• _Problem requirements_
Reproduce every one of the records below line for line, changing nothing.

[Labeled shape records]
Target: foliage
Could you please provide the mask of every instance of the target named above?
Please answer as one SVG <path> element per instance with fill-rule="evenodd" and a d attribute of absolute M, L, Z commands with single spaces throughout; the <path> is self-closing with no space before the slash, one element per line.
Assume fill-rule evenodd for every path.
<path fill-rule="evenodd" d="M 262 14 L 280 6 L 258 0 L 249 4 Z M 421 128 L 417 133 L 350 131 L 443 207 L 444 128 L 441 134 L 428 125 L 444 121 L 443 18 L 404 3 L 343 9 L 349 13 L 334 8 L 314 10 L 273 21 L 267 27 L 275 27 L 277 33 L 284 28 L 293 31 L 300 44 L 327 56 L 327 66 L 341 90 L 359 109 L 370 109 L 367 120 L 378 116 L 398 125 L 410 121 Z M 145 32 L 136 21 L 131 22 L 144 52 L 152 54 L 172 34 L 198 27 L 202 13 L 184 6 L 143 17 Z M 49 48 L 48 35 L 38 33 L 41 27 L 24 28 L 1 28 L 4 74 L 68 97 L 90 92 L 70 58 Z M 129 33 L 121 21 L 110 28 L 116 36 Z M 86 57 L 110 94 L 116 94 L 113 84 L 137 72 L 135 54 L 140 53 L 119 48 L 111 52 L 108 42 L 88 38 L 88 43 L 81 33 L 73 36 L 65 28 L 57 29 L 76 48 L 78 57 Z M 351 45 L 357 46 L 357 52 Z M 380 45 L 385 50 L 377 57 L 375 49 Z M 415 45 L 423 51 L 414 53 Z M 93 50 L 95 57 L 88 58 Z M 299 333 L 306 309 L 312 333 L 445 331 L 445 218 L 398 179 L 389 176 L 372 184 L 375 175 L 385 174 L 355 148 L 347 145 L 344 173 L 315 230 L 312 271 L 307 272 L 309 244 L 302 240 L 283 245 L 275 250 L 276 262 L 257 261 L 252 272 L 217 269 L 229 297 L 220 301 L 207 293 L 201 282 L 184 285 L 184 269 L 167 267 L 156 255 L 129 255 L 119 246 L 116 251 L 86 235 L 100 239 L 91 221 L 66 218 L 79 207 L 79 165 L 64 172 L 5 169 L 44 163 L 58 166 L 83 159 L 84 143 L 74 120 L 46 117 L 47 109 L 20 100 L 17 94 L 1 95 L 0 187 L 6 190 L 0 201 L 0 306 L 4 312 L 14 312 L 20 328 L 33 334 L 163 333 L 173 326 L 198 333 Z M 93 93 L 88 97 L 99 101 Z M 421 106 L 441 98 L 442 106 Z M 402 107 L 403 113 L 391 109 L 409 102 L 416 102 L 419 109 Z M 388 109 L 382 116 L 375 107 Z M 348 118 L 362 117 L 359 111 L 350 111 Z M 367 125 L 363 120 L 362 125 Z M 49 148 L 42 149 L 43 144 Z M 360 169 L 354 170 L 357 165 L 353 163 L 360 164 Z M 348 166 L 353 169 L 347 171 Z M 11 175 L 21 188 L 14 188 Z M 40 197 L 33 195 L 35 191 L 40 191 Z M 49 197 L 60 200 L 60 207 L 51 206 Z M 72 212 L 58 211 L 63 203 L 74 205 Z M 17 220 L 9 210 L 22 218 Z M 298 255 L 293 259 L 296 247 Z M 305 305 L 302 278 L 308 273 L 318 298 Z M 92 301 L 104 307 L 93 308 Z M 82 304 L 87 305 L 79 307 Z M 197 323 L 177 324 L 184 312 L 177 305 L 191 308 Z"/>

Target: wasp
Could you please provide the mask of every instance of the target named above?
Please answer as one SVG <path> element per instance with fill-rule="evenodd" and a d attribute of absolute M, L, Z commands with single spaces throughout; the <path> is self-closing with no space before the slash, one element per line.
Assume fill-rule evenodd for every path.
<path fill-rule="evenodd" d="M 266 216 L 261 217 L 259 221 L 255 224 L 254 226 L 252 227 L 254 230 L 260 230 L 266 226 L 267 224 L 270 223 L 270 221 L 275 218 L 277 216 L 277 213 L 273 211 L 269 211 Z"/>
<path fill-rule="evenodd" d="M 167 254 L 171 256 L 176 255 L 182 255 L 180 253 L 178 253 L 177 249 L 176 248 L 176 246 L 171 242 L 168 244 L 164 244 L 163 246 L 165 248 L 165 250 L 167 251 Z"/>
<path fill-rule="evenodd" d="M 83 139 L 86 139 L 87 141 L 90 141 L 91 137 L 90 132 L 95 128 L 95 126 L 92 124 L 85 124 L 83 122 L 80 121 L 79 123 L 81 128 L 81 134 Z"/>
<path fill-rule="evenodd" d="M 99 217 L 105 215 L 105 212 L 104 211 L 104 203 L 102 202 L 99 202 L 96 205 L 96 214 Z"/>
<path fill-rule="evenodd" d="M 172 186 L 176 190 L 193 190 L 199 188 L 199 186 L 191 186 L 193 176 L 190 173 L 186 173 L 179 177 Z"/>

• _Written reply_
Target: foliage
Could you please provide the mask of every instance of the target named above?
Please answer as one SVG <path> element per instance with fill-rule="evenodd" and a d attribute of absolute M, L, Z commands with single spaces throughout; the <path> is self-closing with no space before the slash, one element per line.
Assume fill-rule evenodd for every path.
<path fill-rule="evenodd" d="M 262 14 L 280 6 L 258 0 L 249 4 Z M 421 128 L 417 133 L 350 131 L 443 207 L 444 128 L 441 134 L 428 125 L 444 121 L 443 18 L 404 3 L 343 9 L 349 13 L 334 8 L 314 10 L 273 21 L 267 27 L 275 27 L 277 33 L 284 28 L 293 31 L 300 44 L 327 56 L 327 66 L 341 90 L 359 109 L 370 109 L 367 120 L 378 116 L 398 125 L 410 121 Z M 145 32 L 136 21 L 131 22 L 144 52 L 152 54 L 172 34 L 198 27 L 202 13 L 184 6 L 143 17 Z M 49 48 L 48 35 L 38 33 L 41 27 L 24 28 L 1 28 L 4 74 L 68 97 L 90 92 L 70 58 Z M 129 33 L 121 21 L 110 28 L 116 36 Z M 86 57 L 110 94 L 116 94 L 113 84 L 137 72 L 135 54 L 140 53 L 119 48 L 111 52 L 108 42 L 88 38 L 88 43 L 81 33 L 73 36 L 65 28 L 57 29 L 76 48 L 78 57 Z M 351 45 L 357 46 L 357 52 Z M 380 45 L 385 50 L 377 57 L 375 49 Z M 415 45 L 423 51 L 414 53 Z M 93 50 L 95 57 L 88 58 Z M 299 333 L 306 309 L 312 333 L 445 331 L 445 218 L 398 179 L 389 176 L 372 184 L 375 175 L 385 174 L 355 148 L 347 145 L 344 173 L 315 230 L 312 271 L 307 272 L 309 244 L 302 240 L 283 245 L 275 250 L 276 262 L 257 261 L 252 272 L 217 269 L 229 297 L 220 301 L 207 293 L 201 282 L 184 285 L 184 269 L 167 267 L 156 255 L 129 255 L 119 246 L 116 251 L 86 235 L 100 239 L 91 221 L 66 218 L 79 207 L 79 165 L 64 172 L 5 169 L 44 163 L 58 166 L 83 159 L 84 143 L 74 120 L 46 117 L 47 109 L 20 100 L 17 94 L 1 95 L 0 187 L 6 190 L 0 201 L 0 306 L 4 312 L 14 312 L 20 328 L 33 334 L 163 333 L 173 326 L 198 333 Z M 93 93 L 88 97 L 99 101 Z M 421 106 L 441 98 L 442 106 Z M 402 107 L 403 113 L 391 109 L 409 102 L 416 102 L 419 109 Z M 388 109 L 382 116 L 375 107 Z M 348 118 L 362 117 L 359 111 L 350 111 Z M 367 125 L 363 120 L 362 125 Z M 49 148 L 42 149 L 43 144 Z M 360 169 L 354 170 L 357 165 L 353 163 L 360 164 Z M 348 166 L 353 169 L 347 171 Z M 11 175 L 21 188 L 14 188 Z M 40 197 L 33 195 L 35 191 L 40 191 Z M 49 197 L 60 200 L 60 207 L 51 206 Z M 72 212 L 58 211 L 63 203 L 74 205 Z M 17 220 L 9 210 L 22 218 Z M 298 255 L 293 259 L 296 247 Z M 305 305 L 302 278 L 308 273 L 318 298 Z M 92 301 L 104 307 L 93 308 Z M 82 304 L 87 305 L 79 307 Z M 197 323 L 177 324 L 184 312 L 177 305 L 191 308 Z"/>

Target: wasp
Could you please provide the mask of every instance of the target named above?
Please answer as one SVG <path> element per instance with fill-rule="evenodd" and a d attribute of absolute M, L, Z commands with single spaces throughout; the <path> is self-closing with no space before the slash, one element per line.
Assume fill-rule evenodd for every path.
<path fill-rule="evenodd" d="M 266 216 L 261 217 L 259 221 L 255 224 L 254 226 L 252 227 L 254 230 L 260 230 L 266 226 L 267 224 L 270 223 L 270 221 L 275 218 L 277 216 L 277 213 L 273 211 L 269 211 Z"/>
<path fill-rule="evenodd" d="M 167 254 L 171 256 L 176 255 L 182 255 L 180 253 L 178 253 L 177 249 L 176 248 L 176 246 L 171 242 L 168 244 L 164 244 L 163 246 L 165 248 L 165 250 L 167 251 Z"/>
<path fill-rule="evenodd" d="M 83 139 L 86 139 L 87 141 L 90 141 L 91 137 L 90 132 L 95 128 L 95 126 L 92 124 L 85 124 L 83 122 L 80 121 L 79 123 L 81 128 L 81 134 Z"/>
<path fill-rule="evenodd" d="M 99 217 L 105 215 L 105 212 L 104 211 L 104 203 L 102 202 L 99 202 L 96 205 L 96 214 Z"/>
<path fill-rule="evenodd" d="M 172 186 L 176 190 L 193 190 L 199 188 L 199 186 L 191 186 L 193 176 L 190 173 L 186 173 L 179 177 Z"/>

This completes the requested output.